ASF nasce anche dalla consapevolezza che fare cooperazione non significa operare a senso unico, ma significa cercare e sviluppare sinergie e complementarietà tra le richieste e i bisogni manifestati dai PVS e le opportunità offerte dal nostro sistema. Altro aspetto importante è la proposta di un approccio multidisciplinare alla questione dello sviluppo rurale. La maggior parte dei soci sono tecnici del settore agro-forestale, ma ci sono anche biologi, biotecnologi, operatori del settore sociale, economico, eccetera.
Aggiungerei che negli ultimi anni il concetto di cooperazione è comunque andato modificandosi. Fare cooperazione non significa operare esclusivamente all’estero; fare cooperazione significa anche cercare di modificare il nostro sistema culturale, renderci conto che comunque viviamo in un sistema globalizzato e che ogni nostra scelta (anche la spesa al mercato!) può avere delle ripercussioni in molti Paesi del Sud del mondo.
Come ha scritto Michele Serra: oggi si fa politica non con gli scontri ma con gli scontrini.
Quindi fare cooperazione significa anche porre grande attenzione alle attività di sensibilizzazione, formazione ed educazione allo sviluppo da realizzare proprio nelle nostre realtà.
Torniamo ad occuparci di ASF. Perché costituire una nuova associazione?
Le associazioni esistenti in Italia e all’estero sono effettivamente molte, soprattutto quelle operanti nel settore agricolo, strategico nell’ambito dello sviluppo di un Paese e quindi nella cooperazione. Uno degli obiettivi che ci siamo posti è quello di creare un punto di incontro, di riferimento e di consulenza per tutte quelle realtà associative che operano nell’ambito dello sviluppo rurale. Non vogliamo quindi sovrapporci a soggetti che già sono attivi in questo campo operando con grande efficienza ed esperienza, ma vorremmo creare delle sinergie tra gli operatori del settore.

Dettagli del compito: Ricopia dal testo su ASF il passo che comincia con "Come ha scritto" e termina con "una nuova associazione?".

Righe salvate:
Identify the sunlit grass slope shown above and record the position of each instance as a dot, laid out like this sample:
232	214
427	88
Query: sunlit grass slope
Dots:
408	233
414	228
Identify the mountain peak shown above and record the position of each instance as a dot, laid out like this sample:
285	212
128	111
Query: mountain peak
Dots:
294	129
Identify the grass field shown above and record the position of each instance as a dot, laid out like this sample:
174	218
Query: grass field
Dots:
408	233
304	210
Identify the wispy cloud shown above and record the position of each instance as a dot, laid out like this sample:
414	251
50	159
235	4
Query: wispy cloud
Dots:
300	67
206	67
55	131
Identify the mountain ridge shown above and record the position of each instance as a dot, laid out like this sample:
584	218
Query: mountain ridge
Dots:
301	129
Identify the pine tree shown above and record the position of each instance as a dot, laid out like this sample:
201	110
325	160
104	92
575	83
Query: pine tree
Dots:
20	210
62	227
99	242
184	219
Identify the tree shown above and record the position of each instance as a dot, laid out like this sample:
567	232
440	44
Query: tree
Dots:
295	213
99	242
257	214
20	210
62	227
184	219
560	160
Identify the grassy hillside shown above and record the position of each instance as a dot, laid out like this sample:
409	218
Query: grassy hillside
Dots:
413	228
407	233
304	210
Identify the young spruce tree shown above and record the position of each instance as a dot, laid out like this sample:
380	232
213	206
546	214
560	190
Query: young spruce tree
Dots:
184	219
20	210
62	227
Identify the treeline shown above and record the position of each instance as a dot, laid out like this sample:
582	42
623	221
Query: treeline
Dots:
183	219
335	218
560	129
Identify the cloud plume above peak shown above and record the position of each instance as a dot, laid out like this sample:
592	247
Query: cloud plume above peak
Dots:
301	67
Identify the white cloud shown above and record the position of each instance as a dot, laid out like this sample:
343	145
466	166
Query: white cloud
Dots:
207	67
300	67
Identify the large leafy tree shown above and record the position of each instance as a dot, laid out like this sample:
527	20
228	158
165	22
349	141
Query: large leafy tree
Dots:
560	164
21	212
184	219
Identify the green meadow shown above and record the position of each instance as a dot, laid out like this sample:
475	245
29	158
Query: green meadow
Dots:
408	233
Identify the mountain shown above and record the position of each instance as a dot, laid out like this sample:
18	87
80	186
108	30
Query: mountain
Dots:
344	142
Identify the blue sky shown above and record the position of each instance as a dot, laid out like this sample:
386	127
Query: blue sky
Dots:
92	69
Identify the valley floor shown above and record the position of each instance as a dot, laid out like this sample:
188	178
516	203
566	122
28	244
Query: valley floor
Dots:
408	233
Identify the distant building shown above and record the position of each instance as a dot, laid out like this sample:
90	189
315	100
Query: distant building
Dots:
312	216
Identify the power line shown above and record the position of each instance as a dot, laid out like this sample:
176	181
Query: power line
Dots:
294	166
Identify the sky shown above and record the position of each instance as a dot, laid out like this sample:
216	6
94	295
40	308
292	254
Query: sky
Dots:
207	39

==

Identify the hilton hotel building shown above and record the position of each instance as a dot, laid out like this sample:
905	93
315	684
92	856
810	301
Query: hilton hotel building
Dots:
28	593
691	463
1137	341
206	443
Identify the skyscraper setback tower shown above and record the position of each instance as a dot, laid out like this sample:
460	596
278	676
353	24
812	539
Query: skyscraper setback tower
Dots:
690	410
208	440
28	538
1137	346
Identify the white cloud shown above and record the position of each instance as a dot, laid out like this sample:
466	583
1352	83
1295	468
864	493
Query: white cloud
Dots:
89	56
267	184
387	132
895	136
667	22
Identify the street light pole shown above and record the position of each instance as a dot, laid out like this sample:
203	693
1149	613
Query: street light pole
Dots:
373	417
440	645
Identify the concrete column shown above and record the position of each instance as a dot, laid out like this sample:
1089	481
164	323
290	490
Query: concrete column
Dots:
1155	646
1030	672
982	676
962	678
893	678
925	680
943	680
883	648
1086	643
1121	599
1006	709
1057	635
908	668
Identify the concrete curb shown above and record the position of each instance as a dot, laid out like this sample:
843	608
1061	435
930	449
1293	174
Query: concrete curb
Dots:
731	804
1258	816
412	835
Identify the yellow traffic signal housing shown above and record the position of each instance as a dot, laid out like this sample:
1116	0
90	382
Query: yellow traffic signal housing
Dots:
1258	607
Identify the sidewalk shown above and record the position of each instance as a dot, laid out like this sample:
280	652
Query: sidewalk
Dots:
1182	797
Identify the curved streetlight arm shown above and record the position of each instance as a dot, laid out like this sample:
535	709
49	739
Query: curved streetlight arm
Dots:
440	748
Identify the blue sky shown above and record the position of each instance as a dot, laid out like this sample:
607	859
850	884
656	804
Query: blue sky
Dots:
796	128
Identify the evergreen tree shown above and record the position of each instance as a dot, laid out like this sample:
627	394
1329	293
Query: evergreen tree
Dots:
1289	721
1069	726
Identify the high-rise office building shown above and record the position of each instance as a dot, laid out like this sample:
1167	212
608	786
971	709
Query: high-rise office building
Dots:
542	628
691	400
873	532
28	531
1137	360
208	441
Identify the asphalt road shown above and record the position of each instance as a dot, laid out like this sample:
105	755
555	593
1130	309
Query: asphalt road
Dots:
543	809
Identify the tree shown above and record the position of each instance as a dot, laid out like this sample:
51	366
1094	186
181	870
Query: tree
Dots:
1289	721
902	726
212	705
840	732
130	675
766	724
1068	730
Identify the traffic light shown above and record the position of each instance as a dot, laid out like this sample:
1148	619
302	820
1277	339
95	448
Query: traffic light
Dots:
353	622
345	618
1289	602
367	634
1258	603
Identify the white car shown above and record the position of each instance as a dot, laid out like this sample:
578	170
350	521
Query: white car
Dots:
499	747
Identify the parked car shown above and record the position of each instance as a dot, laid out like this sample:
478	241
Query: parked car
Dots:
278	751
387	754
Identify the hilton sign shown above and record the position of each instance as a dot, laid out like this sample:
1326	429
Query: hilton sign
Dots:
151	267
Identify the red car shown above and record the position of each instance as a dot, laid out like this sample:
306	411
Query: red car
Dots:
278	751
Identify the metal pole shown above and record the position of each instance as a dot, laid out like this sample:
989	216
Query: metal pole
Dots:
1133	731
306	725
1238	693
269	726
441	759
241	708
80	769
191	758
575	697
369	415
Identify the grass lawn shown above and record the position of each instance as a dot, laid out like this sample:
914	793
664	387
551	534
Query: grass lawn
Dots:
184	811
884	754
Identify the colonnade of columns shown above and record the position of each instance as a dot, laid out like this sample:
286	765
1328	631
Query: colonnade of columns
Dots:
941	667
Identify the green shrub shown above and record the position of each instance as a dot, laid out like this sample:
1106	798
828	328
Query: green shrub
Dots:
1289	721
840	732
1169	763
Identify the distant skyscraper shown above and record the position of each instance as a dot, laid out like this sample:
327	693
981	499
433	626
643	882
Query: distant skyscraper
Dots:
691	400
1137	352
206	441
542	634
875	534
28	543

Risultato dell'esercizio:
Come ha scritto Michele Serra: oggi si fa politica non con gli scontri ma con gli scontrini.
Quindi fare cooperazione significa anche porre grande attenzione alle attività di sensibilizzazione, formazione ed educazione allo sviluppo da realizzare proprio nelle nostre realtà.
Torniamo ad occuparci di ASF. Perché costituire una nuova associazione?